→ **Task requirements**:
1. Decide whether each statement below agrees with the court excerpt on the petitioner's claims: (a) police found the murder weapon while searching, (b) the record shows a plea of not guilty, and (c) the petitioner described what the withheld evidence contained. Answer yes or no for each, quoting the deciding words of the excerpt.
2. Carry on the court excerpt on the petitioner's claims from its final sentence, matching its style.

Petitioner alleges an illegal search and seizure with regard to the alleged murder weapon. This claim is frivolous. For there to be an illegal search and seizure a search must occur. The murder weapon was turned over to the authorities by petitioner's brother, so there was no search.

Petitioner states that a forced confession and an involuntary guilty plea contributed to his conviction. No confession was entered into evidence, and the record plainly shows a plea of not guilty. Both claims are frivolous.

Petitioner complains that the prosecution withheld exculpatory evidence from him at trial, but no information is offered as to the substance of this evidence. This allegation raises no cognizable claim as it is now stated.

*738 Petitioner questions the trial court's denial of a second degree murder instruction. Questions regarding instructions to the jury are matters of state law and procedure not involving federal constitutional issues. Grundler v. North Carolina, 283 F.2d 798, 802 (4th Cir. 1960).

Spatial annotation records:
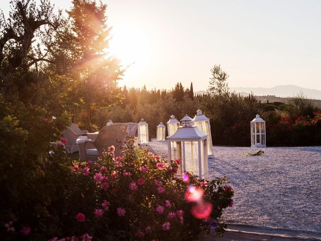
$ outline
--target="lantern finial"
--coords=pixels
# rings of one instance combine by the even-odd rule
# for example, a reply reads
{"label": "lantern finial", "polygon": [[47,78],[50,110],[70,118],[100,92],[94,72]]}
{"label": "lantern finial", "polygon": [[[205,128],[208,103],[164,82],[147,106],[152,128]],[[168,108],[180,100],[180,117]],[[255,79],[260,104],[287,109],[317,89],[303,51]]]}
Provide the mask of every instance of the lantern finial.
{"label": "lantern finial", "polygon": [[183,127],[191,127],[193,126],[192,124],[192,118],[187,114],[181,120]]}

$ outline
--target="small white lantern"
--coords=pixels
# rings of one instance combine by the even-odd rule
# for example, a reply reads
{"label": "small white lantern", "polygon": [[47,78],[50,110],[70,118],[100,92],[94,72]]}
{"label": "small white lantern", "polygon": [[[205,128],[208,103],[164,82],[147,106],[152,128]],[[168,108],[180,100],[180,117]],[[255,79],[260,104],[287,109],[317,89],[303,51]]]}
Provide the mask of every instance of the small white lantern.
{"label": "small white lantern", "polygon": [[[200,178],[207,179],[207,135],[192,125],[190,117],[186,115],[181,121],[182,126],[178,128],[175,134],[167,137],[169,160],[181,161],[178,175],[188,171]],[[176,149],[172,147],[172,143],[176,144]]]}
{"label": "small white lantern", "polygon": [[212,143],[210,119],[203,114],[200,109],[198,109],[196,113],[196,115],[194,116],[192,121],[193,125],[196,126],[202,132],[207,135],[207,153],[209,156],[213,156],[213,144]]}
{"label": "small white lantern", "polygon": [[110,126],[111,125],[112,125],[113,123],[112,122],[112,121],[110,119],[109,120],[108,120],[108,122],[107,122],[106,124],[106,126]]}
{"label": "small white lantern", "polygon": [[165,126],[163,124],[163,122],[159,123],[157,126],[156,132],[156,140],[164,141],[165,141]]}
{"label": "small white lantern", "polygon": [[265,120],[257,114],[251,122],[251,147],[266,147]]}
{"label": "small white lantern", "polygon": [[180,122],[176,119],[174,114],[171,115],[171,118],[167,122],[167,132],[169,136],[174,135],[179,126]]}
{"label": "small white lantern", "polygon": [[148,124],[141,119],[138,125],[138,141],[140,145],[147,145],[148,143]]}

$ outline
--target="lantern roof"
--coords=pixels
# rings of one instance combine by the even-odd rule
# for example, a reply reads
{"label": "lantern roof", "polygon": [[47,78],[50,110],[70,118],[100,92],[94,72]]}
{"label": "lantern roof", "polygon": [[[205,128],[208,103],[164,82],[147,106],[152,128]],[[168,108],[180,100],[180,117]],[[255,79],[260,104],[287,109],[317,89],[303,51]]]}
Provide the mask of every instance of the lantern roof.
{"label": "lantern roof", "polygon": [[200,109],[197,110],[196,115],[192,120],[192,122],[200,122],[201,120],[209,120],[209,119],[203,113]]}
{"label": "lantern roof", "polygon": [[260,115],[257,114],[255,118],[253,119],[251,122],[265,122],[265,120],[260,117]]}
{"label": "lantern roof", "polygon": [[194,126],[191,127],[179,127],[175,134],[167,138],[173,141],[175,139],[206,139],[207,138],[207,135],[204,134]]}
{"label": "lantern roof", "polygon": [[171,118],[168,122],[167,122],[168,124],[177,124],[178,123],[180,123],[180,122],[176,119],[175,115],[174,114],[171,115]]}
{"label": "lantern roof", "polygon": [[164,126],[163,124],[163,122],[161,122],[159,123],[159,125],[158,125],[157,127],[165,127],[165,126]]}
{"label": "lantern roof", "polygon": [[145,122],[144,120],[144,119],[143,119],[142,118],[141,119],[140,119],[140,122],[139,122],[139,123],[138,123],[138,125],[139,126],[143,126],[143,125],[148,125],[147,124],[146,122]]}
{"label": "lantern roof", "polygon": [[189,116],[187,114],[184,116],[184,117],[181,120],[181,122],[183,121],[188,121],[192,120],[192,118]]}

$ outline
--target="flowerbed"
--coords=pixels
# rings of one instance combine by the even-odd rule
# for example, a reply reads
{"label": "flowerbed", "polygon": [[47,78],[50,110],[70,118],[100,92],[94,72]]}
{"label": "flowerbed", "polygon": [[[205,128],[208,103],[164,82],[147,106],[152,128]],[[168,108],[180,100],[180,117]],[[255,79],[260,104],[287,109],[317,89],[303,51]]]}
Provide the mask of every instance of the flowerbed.
{"label": "flowerbed", "polygon": [[[61,142],[36,141],[46,134],[59,142],[66,119],[18,105],[0,119],[10,127],[1,135],[21,142],[1,149],[15,153],[0,166],[5,240],[191,240],[211,225],[223,233],[217,219],[233,195],[225,178],[177,178],[179,160],[169,163],[147,150],[137,158],[130,138],[121,157],[111,147],[95,163],[73,162]],[[21,148],[30,145],[34,149]]]}

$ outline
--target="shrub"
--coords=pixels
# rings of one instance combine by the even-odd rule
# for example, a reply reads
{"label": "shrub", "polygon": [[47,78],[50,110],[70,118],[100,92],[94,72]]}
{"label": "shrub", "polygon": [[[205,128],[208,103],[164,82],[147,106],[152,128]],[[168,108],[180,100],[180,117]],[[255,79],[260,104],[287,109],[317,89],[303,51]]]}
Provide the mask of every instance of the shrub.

→ **Expected answers**:
1.
(a) No: "The murder weapon was turned over to the authorities by petitioner's brother, so there was no search."
(b) Yes: "the record plainly shows a plea of not guilty."
(c) No: "no information is offered as to the substance of this evidence."

2.
Petitioner lastly states that the verdict is contrary to the evidence. Since there was an eyewitness to the murder, this claim is frivolous. This court is more than satisfied that there is evidence upon which to base this conviction. Williams v. Peyton, 414 F.2d 776 (4th Cir. 1969); Grundler v. North Carolina, supra, at 801.

For the aforementioned reasons respondent's motion to dismiss is granted, and this case is ordered stricken from the docket. The petitioner is advised that he may appeal this decision within thirty (30) days to the Fourth Circuit Court of Appeals.

The clerk is directed to forward a copy of this decision to the petitioner and counsel for respondent.